▸ TASK DIRECTIONS: Please show every line in the records below that contains the word "leaf", copying each line in full. Matching is case-sensitive.

— start INPUT RECORDS —

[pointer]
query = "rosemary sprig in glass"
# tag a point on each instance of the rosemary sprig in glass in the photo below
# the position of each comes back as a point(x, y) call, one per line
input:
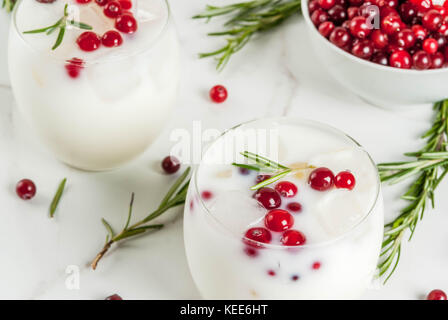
point(428, 169)
point(262, 164)
point(246, 20)
point(8, 5)
point(60, 25)
point(175, 197)
point(57, 197)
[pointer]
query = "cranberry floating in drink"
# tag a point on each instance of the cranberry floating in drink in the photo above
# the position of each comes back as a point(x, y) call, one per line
point(283, 230)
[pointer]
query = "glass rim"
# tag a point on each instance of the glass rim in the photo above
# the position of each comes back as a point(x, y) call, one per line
point(95, 61)
point(298, 121)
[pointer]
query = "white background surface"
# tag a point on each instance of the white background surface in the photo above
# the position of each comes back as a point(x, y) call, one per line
point(277, 74)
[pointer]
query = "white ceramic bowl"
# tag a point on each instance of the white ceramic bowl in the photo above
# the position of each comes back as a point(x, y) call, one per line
point(380, 85)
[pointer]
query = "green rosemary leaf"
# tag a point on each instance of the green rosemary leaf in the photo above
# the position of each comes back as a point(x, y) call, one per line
point(57, 197)
point(246, 19)
point(175, 187)
point(131, 204)
point(59, 38)
point(175, 196)
point(80, 25)
point(248, 166)
point(108, 227)
point(271, 180)
point(61, 24)
point(429, 160)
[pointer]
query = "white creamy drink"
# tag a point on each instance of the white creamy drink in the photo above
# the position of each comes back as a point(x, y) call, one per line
point(103, 95)
point(315, 233)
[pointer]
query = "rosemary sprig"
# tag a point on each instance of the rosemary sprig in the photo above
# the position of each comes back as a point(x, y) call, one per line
point(60, 25)
point(8, 5)
point(246, 20)
point(429, 168)
point(265, 165)
point(57, 197)
point(175, 197)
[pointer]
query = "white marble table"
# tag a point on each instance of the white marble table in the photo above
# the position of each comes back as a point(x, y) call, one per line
point(277, 74)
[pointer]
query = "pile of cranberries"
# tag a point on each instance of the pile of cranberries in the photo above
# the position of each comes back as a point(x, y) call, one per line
point(282, 221)
point(412, 34)
point(90, 41)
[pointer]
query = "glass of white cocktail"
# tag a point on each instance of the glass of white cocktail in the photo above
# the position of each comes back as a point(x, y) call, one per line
point(303, 221)
point(103, 93)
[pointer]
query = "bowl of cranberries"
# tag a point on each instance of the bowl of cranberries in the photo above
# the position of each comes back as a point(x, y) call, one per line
point(391, 53)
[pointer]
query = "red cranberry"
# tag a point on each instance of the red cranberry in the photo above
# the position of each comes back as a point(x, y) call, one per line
point(293, 238)
point(432, 20)
point(405, 38)
point(337, 14)
point(446, 53)
point(419, 32)
point(391, 48)
point(436, 295)
point(218, 94)
point(102, 2)
point(262, 177)
point(443, 30)
point(391, 24)
point(408, 11)
point(326, 4)
point(88, 41)
point(294, 207)
point(112, 39)
point(421, 60)
point(321, 179)
point(386, 11)
point(316, 265)
point(126, 4)
point(422, 5)
point(441, 9)
point(170, 164)
point(286, 189)
point(319, 16)
point(26, 189)
point(326, 28)
point(356, 3)
point(379, 39)
point(342, 3)
point(295, 277)
point(359, 27)
point(206, 195)
point(313, 6)
point(251, 252)
point(126, 23)
point(363, 49)
point(430, 45)
point(438, 60)
point(400, 59)
point(112, 9)
point(256, 235)
point(74, 67)
point(352, 12)
point(345, 180)
point(278, 220)
point(268, 198)
point(441, 40)
point(381, 58)
point(340, 37)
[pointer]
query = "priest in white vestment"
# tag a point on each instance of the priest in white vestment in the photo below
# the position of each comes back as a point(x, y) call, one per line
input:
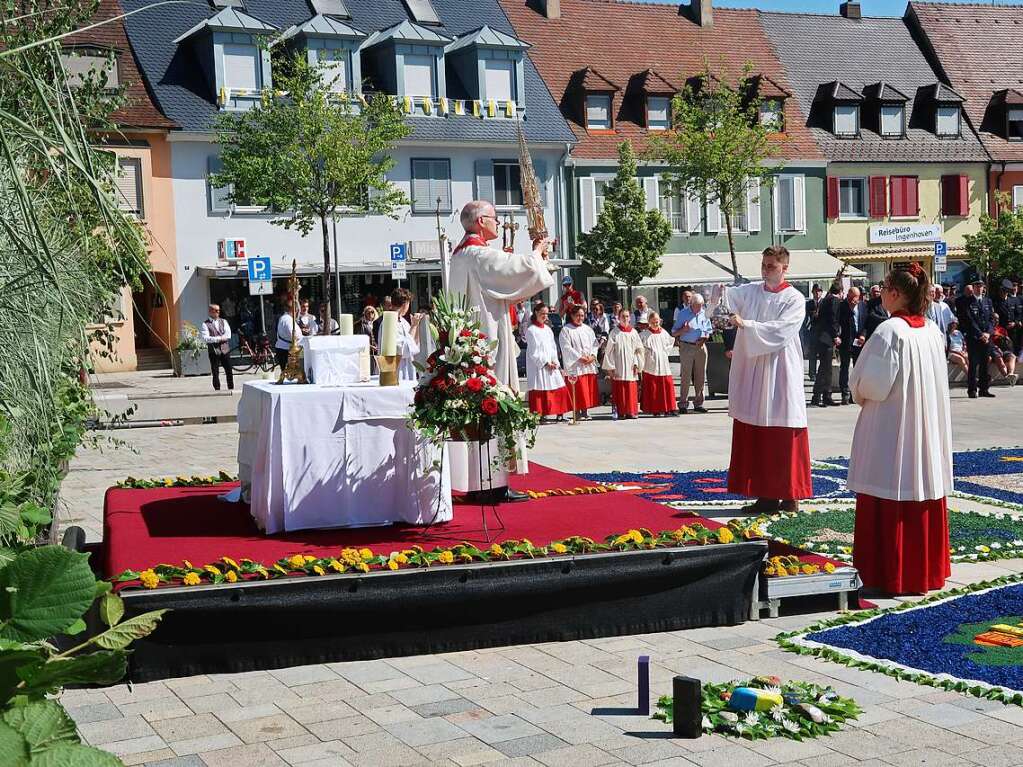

— end INPUT RECORDS —

▸ TASK OUTPUT:
query = "green rosemary leaf"
# tag a point on each instance of the green rosemary leaf in the photo above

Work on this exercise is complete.